# START OF Records for the task
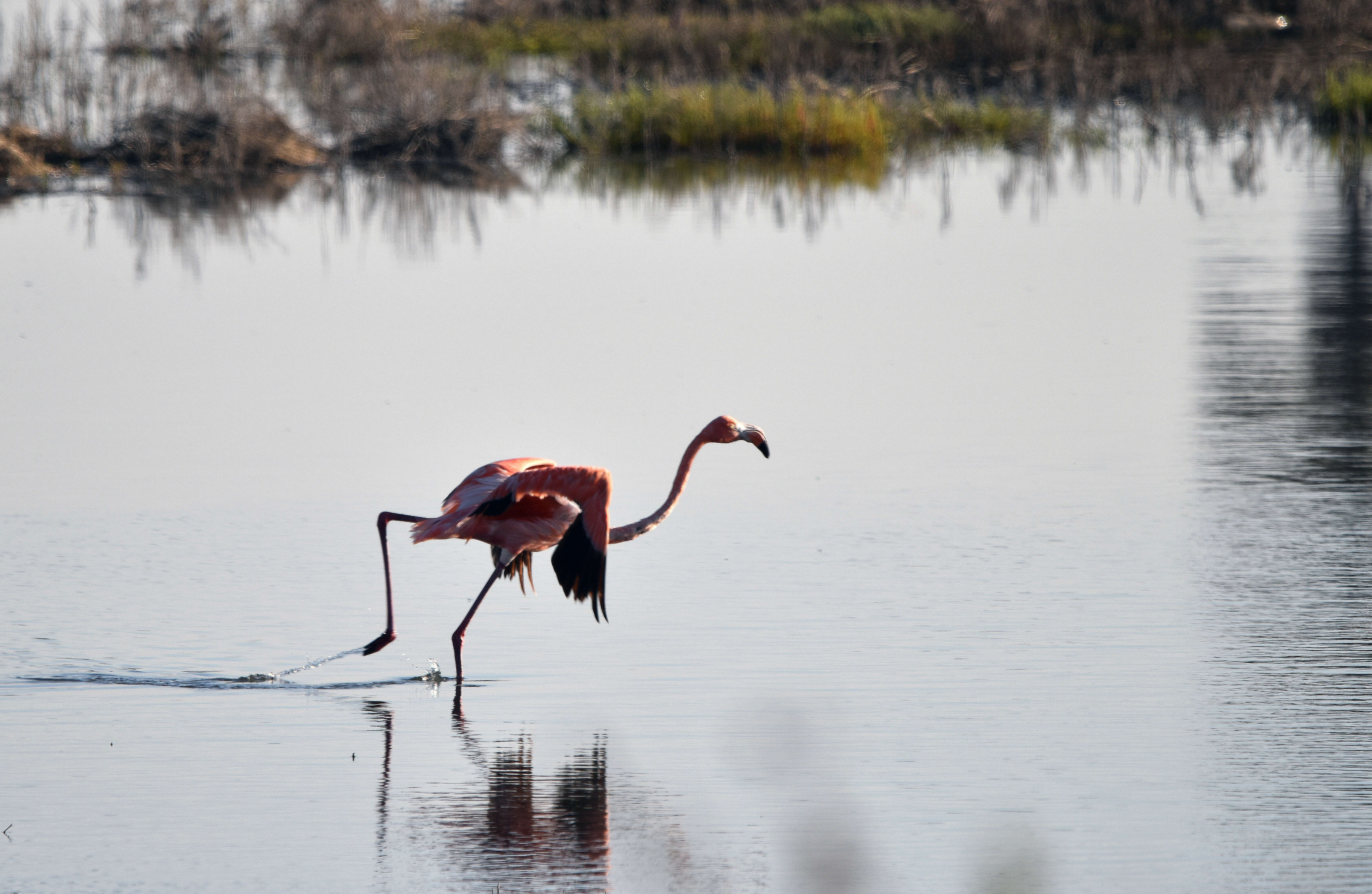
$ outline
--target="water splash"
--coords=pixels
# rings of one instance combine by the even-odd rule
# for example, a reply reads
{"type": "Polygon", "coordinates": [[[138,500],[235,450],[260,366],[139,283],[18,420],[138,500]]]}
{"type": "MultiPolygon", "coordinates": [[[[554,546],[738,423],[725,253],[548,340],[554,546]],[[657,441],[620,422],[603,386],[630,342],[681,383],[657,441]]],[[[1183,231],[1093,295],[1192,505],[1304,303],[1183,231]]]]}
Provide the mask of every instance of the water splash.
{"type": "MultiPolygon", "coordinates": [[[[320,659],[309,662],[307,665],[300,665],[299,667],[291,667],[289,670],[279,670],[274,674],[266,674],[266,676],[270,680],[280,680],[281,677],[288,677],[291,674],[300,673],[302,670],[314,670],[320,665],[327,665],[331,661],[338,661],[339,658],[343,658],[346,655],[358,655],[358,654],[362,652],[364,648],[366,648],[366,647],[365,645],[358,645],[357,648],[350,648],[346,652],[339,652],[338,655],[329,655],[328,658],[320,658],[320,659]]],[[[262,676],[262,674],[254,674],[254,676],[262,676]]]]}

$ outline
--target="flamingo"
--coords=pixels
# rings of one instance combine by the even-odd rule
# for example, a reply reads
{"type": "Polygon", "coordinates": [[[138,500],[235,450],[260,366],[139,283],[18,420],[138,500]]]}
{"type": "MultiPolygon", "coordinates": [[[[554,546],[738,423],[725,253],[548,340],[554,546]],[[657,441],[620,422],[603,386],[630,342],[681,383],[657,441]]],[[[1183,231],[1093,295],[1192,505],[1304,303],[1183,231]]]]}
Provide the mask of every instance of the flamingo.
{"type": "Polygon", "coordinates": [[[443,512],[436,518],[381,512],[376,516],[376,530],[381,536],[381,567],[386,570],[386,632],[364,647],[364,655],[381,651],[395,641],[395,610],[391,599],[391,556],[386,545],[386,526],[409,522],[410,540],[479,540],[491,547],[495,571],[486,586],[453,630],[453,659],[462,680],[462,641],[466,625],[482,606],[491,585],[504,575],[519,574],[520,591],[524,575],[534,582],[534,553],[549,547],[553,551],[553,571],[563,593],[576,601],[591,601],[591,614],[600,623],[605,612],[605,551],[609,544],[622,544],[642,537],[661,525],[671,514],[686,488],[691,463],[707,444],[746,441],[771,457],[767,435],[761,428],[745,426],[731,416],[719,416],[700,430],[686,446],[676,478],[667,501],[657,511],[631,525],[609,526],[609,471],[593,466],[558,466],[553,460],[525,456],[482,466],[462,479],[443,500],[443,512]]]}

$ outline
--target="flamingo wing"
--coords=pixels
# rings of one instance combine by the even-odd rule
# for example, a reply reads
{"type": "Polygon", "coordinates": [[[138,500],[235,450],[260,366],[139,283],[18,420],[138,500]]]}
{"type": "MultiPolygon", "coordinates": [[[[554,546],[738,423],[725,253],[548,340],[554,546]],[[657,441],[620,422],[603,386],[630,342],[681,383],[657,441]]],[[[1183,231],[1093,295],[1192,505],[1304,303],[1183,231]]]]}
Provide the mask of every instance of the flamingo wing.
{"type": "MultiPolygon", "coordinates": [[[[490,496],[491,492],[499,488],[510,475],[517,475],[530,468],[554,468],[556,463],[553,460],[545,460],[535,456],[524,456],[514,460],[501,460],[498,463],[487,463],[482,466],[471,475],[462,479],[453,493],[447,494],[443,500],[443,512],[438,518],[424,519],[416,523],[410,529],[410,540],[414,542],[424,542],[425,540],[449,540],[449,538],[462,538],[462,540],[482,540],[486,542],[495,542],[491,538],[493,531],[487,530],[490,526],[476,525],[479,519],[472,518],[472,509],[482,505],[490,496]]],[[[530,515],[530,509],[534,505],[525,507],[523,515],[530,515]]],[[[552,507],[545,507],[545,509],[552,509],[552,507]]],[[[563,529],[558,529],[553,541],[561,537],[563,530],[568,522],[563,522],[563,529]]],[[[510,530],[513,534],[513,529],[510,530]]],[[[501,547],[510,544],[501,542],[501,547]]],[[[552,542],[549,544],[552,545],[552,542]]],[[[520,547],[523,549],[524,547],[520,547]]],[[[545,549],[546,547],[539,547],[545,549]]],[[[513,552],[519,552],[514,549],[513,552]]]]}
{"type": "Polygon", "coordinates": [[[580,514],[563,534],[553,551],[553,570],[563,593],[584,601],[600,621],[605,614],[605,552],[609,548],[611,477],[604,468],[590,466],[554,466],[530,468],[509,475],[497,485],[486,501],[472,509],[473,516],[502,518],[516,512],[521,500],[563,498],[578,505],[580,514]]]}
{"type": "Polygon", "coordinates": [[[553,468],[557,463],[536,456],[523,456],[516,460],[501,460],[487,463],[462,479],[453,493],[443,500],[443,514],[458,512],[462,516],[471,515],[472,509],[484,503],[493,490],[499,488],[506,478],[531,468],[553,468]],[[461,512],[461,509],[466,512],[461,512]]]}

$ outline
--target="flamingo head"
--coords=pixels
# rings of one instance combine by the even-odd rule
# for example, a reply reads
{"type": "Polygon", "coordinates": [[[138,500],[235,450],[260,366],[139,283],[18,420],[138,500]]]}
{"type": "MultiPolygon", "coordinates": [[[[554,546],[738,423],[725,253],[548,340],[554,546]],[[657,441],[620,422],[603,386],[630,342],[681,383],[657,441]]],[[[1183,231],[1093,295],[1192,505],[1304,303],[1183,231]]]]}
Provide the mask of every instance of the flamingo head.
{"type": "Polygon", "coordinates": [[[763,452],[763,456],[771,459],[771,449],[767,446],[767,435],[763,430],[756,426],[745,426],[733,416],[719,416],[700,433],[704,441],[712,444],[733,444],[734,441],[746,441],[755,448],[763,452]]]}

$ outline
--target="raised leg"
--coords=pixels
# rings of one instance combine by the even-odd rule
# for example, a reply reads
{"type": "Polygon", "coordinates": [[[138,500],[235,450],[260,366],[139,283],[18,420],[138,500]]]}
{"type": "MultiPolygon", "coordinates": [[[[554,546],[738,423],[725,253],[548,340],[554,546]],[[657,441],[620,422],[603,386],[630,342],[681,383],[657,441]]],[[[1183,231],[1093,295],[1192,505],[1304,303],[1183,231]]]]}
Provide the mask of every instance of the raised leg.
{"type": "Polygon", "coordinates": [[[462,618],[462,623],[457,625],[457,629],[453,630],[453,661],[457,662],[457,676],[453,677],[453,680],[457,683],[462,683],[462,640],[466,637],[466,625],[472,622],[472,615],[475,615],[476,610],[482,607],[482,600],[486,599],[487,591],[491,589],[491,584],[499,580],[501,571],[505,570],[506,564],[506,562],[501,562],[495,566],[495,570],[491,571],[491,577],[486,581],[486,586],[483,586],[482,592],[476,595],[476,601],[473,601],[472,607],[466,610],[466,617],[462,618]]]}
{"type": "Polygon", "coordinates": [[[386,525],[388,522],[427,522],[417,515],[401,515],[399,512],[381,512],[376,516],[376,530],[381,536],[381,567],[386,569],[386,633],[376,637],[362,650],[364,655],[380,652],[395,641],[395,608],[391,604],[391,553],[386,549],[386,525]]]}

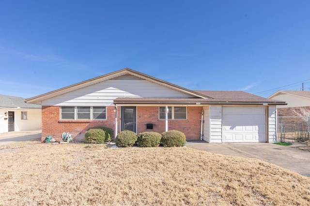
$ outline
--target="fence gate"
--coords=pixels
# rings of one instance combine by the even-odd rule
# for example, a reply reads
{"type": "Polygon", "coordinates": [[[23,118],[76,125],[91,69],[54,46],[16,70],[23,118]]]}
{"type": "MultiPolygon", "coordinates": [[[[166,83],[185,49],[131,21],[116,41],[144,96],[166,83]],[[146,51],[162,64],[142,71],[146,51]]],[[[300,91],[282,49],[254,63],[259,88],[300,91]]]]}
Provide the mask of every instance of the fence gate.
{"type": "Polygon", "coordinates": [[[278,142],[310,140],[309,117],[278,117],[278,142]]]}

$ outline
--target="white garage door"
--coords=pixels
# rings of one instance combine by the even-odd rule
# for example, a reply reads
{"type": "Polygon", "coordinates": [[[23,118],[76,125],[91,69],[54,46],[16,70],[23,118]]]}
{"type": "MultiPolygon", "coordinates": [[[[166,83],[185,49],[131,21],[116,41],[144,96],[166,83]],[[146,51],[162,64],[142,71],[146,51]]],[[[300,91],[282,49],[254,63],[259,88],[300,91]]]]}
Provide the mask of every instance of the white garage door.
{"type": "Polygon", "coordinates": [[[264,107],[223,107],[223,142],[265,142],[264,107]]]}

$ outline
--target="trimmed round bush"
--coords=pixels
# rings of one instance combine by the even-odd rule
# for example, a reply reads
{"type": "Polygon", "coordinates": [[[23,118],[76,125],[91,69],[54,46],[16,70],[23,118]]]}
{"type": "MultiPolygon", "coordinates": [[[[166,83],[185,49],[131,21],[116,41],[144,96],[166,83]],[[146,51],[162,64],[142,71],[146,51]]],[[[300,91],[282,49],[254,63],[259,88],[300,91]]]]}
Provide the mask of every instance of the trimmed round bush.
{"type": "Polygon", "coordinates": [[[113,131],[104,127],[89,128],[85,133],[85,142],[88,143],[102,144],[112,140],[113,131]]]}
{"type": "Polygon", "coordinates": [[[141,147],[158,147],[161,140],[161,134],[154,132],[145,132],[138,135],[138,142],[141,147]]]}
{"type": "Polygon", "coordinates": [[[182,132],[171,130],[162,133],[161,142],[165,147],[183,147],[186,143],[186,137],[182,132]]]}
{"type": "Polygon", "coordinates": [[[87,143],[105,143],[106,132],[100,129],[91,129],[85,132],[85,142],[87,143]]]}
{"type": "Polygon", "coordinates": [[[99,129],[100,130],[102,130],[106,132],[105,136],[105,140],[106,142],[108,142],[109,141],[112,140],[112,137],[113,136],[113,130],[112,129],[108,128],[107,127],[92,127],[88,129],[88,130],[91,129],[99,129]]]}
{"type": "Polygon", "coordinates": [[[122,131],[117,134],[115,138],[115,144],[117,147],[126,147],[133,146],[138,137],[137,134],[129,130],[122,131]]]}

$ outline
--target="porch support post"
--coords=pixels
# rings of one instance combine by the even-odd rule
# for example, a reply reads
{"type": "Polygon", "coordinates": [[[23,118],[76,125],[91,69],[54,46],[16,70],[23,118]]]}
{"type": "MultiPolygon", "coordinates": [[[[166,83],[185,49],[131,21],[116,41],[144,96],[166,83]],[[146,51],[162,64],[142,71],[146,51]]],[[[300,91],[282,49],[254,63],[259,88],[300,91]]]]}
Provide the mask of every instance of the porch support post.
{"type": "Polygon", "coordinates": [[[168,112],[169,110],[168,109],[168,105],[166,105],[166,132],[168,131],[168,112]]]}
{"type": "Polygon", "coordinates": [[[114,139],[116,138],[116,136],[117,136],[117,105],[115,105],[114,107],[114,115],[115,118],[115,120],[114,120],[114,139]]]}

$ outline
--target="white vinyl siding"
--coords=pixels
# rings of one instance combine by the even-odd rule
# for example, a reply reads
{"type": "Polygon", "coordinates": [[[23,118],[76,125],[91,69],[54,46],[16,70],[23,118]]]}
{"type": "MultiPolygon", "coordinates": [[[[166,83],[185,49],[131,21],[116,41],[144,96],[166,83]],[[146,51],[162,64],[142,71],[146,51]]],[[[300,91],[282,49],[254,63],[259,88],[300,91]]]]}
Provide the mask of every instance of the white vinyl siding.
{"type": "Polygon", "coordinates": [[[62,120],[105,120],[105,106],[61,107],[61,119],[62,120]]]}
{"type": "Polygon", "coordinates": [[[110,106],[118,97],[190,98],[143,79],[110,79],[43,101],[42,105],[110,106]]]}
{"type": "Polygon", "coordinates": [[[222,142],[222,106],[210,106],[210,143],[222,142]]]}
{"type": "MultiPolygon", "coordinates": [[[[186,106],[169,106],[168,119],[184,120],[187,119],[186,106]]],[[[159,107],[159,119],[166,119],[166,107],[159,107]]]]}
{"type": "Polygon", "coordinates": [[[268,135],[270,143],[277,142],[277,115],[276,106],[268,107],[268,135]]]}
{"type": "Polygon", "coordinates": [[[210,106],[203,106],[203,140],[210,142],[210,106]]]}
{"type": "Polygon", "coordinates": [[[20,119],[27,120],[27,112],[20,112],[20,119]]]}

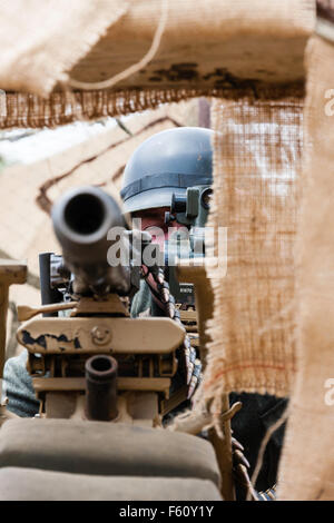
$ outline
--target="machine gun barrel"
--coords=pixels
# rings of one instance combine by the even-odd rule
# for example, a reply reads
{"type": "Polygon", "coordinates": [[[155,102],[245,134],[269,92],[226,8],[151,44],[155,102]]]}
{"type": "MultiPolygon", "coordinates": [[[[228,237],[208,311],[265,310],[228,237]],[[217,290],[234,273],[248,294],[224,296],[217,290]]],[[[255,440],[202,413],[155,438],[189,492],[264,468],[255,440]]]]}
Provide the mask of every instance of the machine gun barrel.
# END OF Records for the task
| Exercise prompt |
Pick out every line in the rows above that contains the string "wing", matching case exactly. Copy each such line in full.

| Worked answer |
--target="flamingo wing"
Provide the mask of every instance of the flamingo wing.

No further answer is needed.